### Material shown
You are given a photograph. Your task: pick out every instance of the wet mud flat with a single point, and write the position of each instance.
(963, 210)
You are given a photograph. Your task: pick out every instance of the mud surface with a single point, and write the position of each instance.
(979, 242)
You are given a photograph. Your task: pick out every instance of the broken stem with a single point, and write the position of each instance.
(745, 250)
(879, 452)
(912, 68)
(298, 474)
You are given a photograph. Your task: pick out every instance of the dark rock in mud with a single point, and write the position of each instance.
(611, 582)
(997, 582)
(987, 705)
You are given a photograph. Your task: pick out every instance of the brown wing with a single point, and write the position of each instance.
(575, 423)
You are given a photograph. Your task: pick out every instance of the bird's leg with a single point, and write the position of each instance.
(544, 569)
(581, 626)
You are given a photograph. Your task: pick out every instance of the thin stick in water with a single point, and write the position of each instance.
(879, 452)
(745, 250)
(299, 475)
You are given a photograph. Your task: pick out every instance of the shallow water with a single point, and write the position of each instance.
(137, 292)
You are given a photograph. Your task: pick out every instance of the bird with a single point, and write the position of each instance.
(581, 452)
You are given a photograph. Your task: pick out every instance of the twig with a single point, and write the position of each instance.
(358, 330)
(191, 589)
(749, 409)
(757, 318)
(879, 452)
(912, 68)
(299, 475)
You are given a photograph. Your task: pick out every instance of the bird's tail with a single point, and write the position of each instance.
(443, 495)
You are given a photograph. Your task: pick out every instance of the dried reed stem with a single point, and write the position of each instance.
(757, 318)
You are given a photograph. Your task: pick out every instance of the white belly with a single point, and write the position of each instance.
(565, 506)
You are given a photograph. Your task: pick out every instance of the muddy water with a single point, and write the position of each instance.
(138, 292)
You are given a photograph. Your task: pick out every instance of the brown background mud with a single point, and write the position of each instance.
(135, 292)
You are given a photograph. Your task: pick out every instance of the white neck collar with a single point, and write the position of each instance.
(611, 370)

### Activity
Copy out the entire listing again, word for word.

### Expected output
You are given a photograph. Your task: pick out every instance of the wet mud flat with a single point, and write the position of each instance.
(963, 210)
You are given a photograph. Your task: pick out every instance of the mud surface with a single point, and write the position of each instance.
(979, 242)
You are given a photograph. Your task: pick out every instance of the broken stem with a single point, and write the position of each instance.
(745, 250)
(879, 452)
(912, 68)
(298, 474)
You are given a photograph. Your task: pick out every instance of the dark rock in mud with a single point, and write the position of each instance.
(611, 582)
(997, 582)
(987, 705)
You are given a photograph. Your task: pick out every instance of the brown wing with a single point, and write the position of each instance.
(575, 423)
You are given a photograph. Your task: pick out every instance of the bird's leg with a single point, and write the position of each instance.
(544, 569)
(581, 626)
You are given a photograph. Your task: pick out every instance of the thin stick in water with a single point, and write the position of each instance.
(879, 452)
(745, 250)
(299, 475)
You are given a photograph. Your task: pick out every instance of the shallow water with a single point, and write the position of each instance.
(137, 292)
You are given a photograph. Your task: pick out every instance of the bird with a single point, and write the position of each instance.
(581, 452)
You are given a photograph. Your task: pick out every instance of the twig with a single point, and write the position of each instance.
(358, 330)
(191, 589)
(749, 409)
(757, 318)
(879, 452)
(912, 68)
(299, 475)
You are given a photograph. Your task: pick out every instance of the bird's tail with a single point, and write the position of each instance.
(443, 495)
You are given a photograph. Your task: pick out every instance of the dried reed stem with a single point, and write the position of each instance.
(757, 318)
You are given a photograph. Your task: pick out every instance of the white belly with a single point, and write the position of each instance.
(565, 506)
You are given a photograph. Your task: pick out every instance of the muddy water with a single point, and write the position of each instance.
(138, 292)
You are given a photograph. Your task: pick out every instance of the brown background mud with a single point, and write the position of each instance.
(135, 292)
You are given a photograph. Your task: pick out every instance of the white neck collar with a single point, and write the position of each instance.
(611, 370)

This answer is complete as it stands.